• Records supplied:
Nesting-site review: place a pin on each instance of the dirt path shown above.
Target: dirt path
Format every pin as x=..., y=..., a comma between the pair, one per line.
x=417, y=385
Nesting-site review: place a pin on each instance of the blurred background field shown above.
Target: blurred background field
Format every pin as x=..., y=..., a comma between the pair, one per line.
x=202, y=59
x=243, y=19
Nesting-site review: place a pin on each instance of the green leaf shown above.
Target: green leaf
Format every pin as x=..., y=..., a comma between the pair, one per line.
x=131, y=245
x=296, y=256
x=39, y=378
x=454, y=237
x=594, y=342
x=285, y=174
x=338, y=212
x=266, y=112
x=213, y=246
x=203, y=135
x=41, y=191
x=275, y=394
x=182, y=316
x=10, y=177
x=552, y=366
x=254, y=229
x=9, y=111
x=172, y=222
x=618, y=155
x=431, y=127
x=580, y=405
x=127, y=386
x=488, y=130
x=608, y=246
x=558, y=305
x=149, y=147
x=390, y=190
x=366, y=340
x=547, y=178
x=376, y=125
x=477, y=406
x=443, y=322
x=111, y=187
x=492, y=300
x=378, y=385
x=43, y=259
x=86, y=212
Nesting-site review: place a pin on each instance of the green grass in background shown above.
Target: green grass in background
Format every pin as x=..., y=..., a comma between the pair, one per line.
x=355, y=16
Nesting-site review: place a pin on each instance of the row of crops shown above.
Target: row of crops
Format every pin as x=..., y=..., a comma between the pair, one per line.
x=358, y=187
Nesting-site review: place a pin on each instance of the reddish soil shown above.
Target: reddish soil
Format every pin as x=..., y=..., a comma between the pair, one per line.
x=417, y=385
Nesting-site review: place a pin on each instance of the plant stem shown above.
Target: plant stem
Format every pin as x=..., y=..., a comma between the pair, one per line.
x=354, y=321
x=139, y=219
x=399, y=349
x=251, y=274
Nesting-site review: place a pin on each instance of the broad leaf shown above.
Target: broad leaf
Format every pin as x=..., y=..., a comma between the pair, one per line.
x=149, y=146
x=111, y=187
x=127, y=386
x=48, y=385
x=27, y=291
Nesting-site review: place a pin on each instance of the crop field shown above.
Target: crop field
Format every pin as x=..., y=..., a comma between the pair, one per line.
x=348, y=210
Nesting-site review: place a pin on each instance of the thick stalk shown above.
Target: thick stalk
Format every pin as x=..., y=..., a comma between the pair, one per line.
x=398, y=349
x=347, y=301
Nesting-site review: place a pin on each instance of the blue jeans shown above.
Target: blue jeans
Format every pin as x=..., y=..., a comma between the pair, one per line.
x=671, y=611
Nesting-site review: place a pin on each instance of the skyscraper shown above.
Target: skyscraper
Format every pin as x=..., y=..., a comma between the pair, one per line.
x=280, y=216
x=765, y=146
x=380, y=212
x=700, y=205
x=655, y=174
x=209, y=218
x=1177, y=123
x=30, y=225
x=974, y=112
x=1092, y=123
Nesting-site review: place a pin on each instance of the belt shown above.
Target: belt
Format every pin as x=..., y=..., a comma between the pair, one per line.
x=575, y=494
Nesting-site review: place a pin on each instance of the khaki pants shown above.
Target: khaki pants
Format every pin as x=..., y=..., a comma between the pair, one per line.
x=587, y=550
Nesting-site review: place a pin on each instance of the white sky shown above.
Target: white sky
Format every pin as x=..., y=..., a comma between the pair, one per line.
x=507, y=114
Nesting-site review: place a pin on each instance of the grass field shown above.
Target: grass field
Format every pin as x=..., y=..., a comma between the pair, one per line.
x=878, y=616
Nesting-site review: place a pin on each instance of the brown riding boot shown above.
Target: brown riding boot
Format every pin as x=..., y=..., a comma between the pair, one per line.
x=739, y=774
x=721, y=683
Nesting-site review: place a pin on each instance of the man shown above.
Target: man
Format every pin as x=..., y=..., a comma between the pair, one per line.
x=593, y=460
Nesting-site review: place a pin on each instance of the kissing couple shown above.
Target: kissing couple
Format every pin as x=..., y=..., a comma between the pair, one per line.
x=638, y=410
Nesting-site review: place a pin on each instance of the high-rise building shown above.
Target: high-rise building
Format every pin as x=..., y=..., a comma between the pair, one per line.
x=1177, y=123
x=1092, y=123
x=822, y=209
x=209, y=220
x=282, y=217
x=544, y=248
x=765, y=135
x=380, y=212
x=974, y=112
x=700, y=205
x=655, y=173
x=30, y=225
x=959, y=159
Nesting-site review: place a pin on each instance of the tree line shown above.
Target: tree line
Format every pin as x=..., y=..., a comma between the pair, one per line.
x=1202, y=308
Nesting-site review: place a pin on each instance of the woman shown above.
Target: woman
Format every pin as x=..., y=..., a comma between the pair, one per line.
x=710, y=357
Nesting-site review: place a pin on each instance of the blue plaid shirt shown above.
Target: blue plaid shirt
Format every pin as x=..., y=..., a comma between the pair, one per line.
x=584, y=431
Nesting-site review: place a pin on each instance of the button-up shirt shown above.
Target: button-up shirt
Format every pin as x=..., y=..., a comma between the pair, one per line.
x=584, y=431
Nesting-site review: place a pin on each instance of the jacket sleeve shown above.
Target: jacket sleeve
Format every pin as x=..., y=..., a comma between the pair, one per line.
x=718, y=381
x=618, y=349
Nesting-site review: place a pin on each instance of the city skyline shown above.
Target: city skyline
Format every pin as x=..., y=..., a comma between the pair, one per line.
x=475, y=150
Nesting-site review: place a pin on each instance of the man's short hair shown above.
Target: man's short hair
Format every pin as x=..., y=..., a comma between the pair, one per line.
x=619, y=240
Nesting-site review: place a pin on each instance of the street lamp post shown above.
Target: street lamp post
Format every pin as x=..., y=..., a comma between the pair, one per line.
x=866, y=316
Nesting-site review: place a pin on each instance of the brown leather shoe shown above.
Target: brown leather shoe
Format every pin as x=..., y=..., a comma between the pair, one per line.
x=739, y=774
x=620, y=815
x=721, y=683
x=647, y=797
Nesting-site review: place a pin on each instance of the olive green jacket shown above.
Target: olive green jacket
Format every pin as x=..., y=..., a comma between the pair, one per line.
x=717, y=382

• Task objective:
Write out the rows above verbatim, from the line with "Nesting-site review: place a pin on each instance of the belt" up to and including the line with "x=959, y=159".

• Answer to the problem:
Nesting-site review: place a pin on each instance of the belt shown above.
Target: belt
Format every pin as x=..., y=..., a comma between the pair, one per line.
x=575, y=494
Nesting-site review: place a pin on each instance of the khaki pants shown above.
Target: khaki pants
Format every pin as x=..., y=..., a comma between the pair, one per line.
x=587, y=550
Nesting-site review: place a pin on each instance of the white sky shown above.
Target: white sky
Format every pin as x=..., y=..., a comma between the pair, one per line.
x=507, y=114
Nesting-site review: place a pin on each instance of the grass field shown above.
Target: grass field
Format every pin as x=..., y=..., a comma between the pair, one per line.
x=878, y=616
Nesting-site review: place a pin on each instance of the brown riding boot shown above.
Target: brown riding boot
Format every pin as x=..., y=..., a comma between the pair, one per line.
x=739, y=774
x=721, y=683
Nesting-site review: place a pin on each instance of the man shown above.
Target: man
Format every pin as x=..., y=..., a comma between the pair, one per line.
x=593, y=460
Nesting-site review: place a pin on each instance of the kissing couple shown above.
Target: kissing couple
Format every pin as x=..., y=..., a comma between the pair, one per line.
x=638, y=410
Nesting-site review: place a pin on each instance of the high-rise building shown above.
Target: high-rise building
Format every pin as x=..., y=..., a comma between the pair, one per line.
x=1177, y=123
x=1092, y=123
x=822, y=209
x=209, y=220
x=282, y=217
x=544, y=248
x=765, y=135
x=380, y=212
x=974, y=112
x=700, y=205
x=655, y=173
x=30, y=225
x=959, y=159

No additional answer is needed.